[Objective] Find each line in the material below that contains the word "head", and copy those lines out in full.

[Material provided]
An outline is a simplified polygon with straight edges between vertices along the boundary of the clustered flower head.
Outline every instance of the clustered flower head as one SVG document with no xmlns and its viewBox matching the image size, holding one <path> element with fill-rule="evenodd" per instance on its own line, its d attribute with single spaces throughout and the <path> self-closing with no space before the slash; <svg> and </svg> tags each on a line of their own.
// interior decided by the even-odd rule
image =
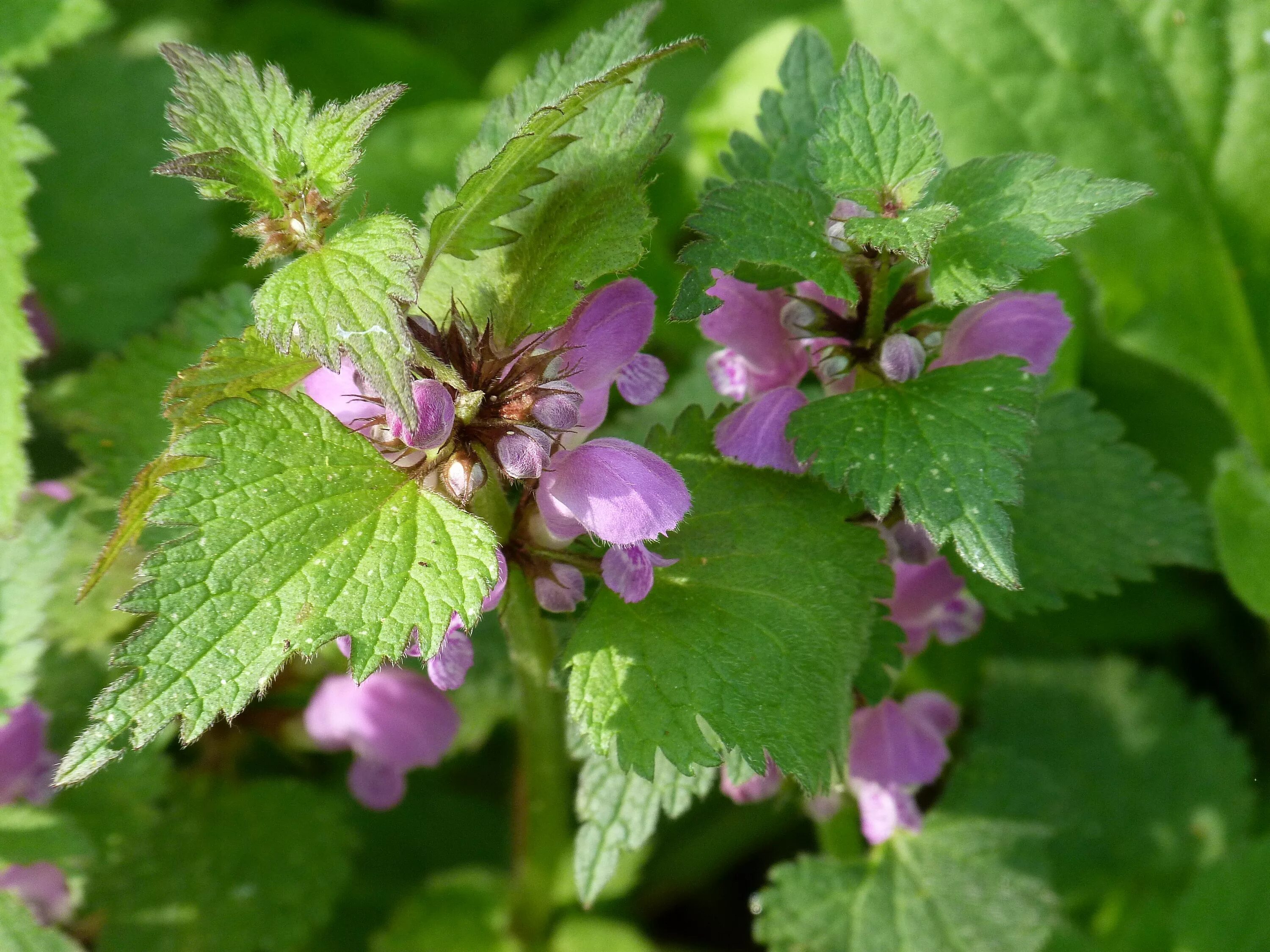
<svg viewBox="0 0 1270 952">
<path fill-rule="evenodd" d="M 838 250 L 852 250 L 842 222 L 859 215 L 871 212 L 846 201 L 834 208 L 827 234 Z M 847 268 L 852 267 L 872 265 L 848 258 Z M 973 305 L 945 329 L 913 324 L 906 319 L 931 301 L 927 272 L 918 268 L 888 302 L 884 334 L 866 340 L 871 281 L 857 281 L 861 300 L 848 303 L 812 282 L 796 284 L 790 294 L 780 288 L 762 291 L 719 270 L 714 277 L 707 293 L 723 303 L 701 319 L 701 331 L 723 349 L 710 357 L 707 369 L 715 390 L 739 404 L 715 428 L 715 447 L 751 466 L 792 473 L 804 472 L 806 465 L 798 459 L 785 429 L 794 411 L 808 402 L 800 385 L 809 372 L 827 395 L 852 391 L 861 369 L 875 385 L 902 385 L 940 367 L 1003 354 L 1024 358 L 1027 372 L 1043 374 L 1072 327 L 1055 294 L 1027 292 L 1006 292 Z M 926 529 L 902 514 L 876 527 L 895 572 L 894 593 L 884 604 L 889 621 L 904 631 L 904 652 L 919 654 L 932 636 L 952 645 L 978 632 L 983 605 L 940 556 Z M 852 715 L 847 787 L 870 843 L 881 843 L 900 828 L 921 829 L 914 792 L 939 777 L 949 758 L 945 739 L 958 720 L 956 706 L 932 691 L 902 703 L 888 698 Z M 738 803 L 773 796 L 780 786 L 781 772 L 770 759 L 763 774 L 740 783 L 726 769 L 720 777 L 720 790 Z M 809 812 L 819 820 L 839 805 L 837 793 L 808 800 Z"/>
<path fill-rule="evenodd" d="M 653 292 L 626 278 L 583 300 L 564 326 L 516 341 L 478 330 L 457 308 L 444 329 L 414 317 L 413 426 L 386 410 L 348 363 L 339 373 L 310 374 L 305 392 L 458 505 L 491 480 L 499 491 L 522 487 L 498 553 L 499 583 L 484 611 L 502 595 L 508 559 L 549 612 L 572 612 L 585 598 L 583 569 L 638 602 L 652 590 L 654 569 L 673 561 L 646 543 L 679 524 L 691 496 L 683 477 L 655 453 L 589 437 L 608 413 L 615 385 L 635 405 L 664 388 L 665 367 L 641 353 L 654 307 Z M 605 543 L 603 556 L 570 551 L 580 536 Z M 347 654 L 348 645 L 342 647 Z M 419 656 L 417 638 L 406 654 Z M 305 726 L 320 748 L 353 750 L 353 795 L 368 807 L 390 809 L 404 795 L 406 772 L 437 763 L 453 741 L 457 713 L 442 692 L 458 688 L 471 664 L 471 641 L 455 616 L 427 661 L 427 678 L 387 669 L 357 685 L 331 675 L 314 694 Z"/>
<path fill-rule="evenodd" d="M 53 796 L 57 755 L 46 745 L 48 715 L 34 701 L 5 711 L 0 727 L 0 805 L 25 800 L 47 803 Z M 43 925 L 71 913 L 66 876 L 53 863 L 11 863 L 0 867 L 0 890 L 17 895 Z"/>
</svg>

[Answer for this exercise]
An outline is a simplified polygon with straight edges between vertices along the boundary of the clustered flower head.
Outline every instance of the clustered flower head as one SVG document with no xmlns and its viewBox matching the image size, holding one <path> element with fill-rule="evenodd" per instance on its own line, its d attribute with single spaces throughout and the <path> self-closing with no space before the slash; <svg> and </svg> tags each on a line of their own.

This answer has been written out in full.